[BEGIN Text shown]

My first 'animated text', my prototype
cyberpoem was made in Microsoft Works 3.0 with the draw tools. I made
the word fall at the top of the page.saved it as fall1. Then made a
second file moving the word fall down the page, named it fall2,
then another with the word fall further down the page, and another,
till I had five files. I then watched them in slide-show mode and
watched the word 'fall' fall down the page. In 1993 in Microsoft Works
on a Mac Powerbook100. In 1994 when I got specular logomotion i made
animations of spin spinning, and jump jumping and all sorts of cliche
interpretations of animated words.
(http://www.experimedia.vic.gov.au/~komninos/animgif.html)
I even started to develop simple narrative
(http://www.experimedia.vic.gov.au/~komninos/iwb/intro.html) and
textscapes using four or five words, see beach poem at
(http://www.gu.edu.au/school/art/text/speciss/issue2/kom/komintro.html)
Anyway until i started thinking of words in a space and motion as a
literary device, it was difficult to gauge the potential of this
medium for poetry. But i have been able to use the medium to convey
political perspective as well, see the kosova poem on the same
page.
Jim Andrews added to this discussion
with this quote from david rockeby which seemed to nicely round it
off.

[END Text shown]
[BEGIN Given entries]

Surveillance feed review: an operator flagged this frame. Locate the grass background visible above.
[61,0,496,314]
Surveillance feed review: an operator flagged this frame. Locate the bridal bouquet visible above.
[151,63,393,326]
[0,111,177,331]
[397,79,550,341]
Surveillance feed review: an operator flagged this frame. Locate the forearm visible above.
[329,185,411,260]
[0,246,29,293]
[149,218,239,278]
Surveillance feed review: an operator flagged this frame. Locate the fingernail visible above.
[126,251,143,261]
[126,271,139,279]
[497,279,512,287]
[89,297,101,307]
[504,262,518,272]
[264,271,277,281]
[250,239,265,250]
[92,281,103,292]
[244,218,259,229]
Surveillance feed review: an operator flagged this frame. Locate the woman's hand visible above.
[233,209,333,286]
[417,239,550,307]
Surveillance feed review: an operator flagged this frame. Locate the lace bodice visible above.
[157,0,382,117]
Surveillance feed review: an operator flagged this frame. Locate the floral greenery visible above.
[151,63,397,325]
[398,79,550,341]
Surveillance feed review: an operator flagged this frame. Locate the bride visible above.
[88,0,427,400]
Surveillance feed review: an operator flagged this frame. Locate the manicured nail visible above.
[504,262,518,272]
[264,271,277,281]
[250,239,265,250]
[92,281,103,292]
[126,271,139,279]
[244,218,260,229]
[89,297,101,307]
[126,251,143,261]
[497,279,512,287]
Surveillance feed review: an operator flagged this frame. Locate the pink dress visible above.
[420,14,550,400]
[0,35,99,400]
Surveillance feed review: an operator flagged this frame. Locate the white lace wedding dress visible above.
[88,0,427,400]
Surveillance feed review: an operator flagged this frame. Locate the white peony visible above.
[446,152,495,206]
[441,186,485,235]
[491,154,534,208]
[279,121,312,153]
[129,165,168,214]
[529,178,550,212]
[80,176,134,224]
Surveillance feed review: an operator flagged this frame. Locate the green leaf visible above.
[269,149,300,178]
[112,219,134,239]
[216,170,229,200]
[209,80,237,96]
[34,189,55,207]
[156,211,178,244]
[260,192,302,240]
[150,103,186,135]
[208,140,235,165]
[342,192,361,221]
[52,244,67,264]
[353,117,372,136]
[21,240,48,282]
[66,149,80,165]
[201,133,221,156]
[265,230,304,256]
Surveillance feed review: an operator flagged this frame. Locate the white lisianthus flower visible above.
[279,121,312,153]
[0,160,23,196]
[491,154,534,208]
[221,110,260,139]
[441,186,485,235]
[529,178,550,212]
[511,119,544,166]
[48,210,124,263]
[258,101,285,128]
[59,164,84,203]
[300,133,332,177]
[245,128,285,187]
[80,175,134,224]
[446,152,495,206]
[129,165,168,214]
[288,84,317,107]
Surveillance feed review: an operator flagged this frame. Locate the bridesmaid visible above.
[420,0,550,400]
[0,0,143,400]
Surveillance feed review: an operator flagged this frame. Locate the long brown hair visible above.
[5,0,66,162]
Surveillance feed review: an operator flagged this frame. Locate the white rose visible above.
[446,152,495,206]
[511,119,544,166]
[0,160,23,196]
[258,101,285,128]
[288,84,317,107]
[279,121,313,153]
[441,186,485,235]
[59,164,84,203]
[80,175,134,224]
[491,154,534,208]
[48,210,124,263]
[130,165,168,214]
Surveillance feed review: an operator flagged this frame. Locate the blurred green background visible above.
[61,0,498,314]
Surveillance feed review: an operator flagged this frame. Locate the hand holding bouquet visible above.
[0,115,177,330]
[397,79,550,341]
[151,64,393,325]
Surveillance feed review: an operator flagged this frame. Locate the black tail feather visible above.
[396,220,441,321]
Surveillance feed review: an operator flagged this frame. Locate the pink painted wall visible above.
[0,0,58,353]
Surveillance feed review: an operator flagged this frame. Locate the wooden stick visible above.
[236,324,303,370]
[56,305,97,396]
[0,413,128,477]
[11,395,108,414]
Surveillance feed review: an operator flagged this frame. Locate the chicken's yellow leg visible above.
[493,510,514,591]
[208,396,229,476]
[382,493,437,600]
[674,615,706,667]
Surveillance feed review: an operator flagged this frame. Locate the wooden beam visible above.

[END Given entries]

# Set of tasks
(a) In the text about animated poetry, how many files were made before they were watched in slide-show mode?
(b) Rewrite the records starting at the line containing "feather visible above." and ending at the line containing "[11,395,108,414]", changing "wooden stick" to "bamboo pole" and leaving everything else the same.
The text and the records come from unrelated sources.

# Answers
(a) Five files.

(b)
Surveillance feed review: an operator flagged this frame. Locate the black tail feather visible above.
[396,220,441,321]
Surveillance feed review: an operator flagged this frame. Locate the pink painted wall visible above.
[0,0,58,353]
Surveillance feed review: an operator flagged this frame. Locate the bamboo pole visible above.
[236,324,303,370]
[56,305,97,396]
[0,413,128,477]
[11,395,108,414]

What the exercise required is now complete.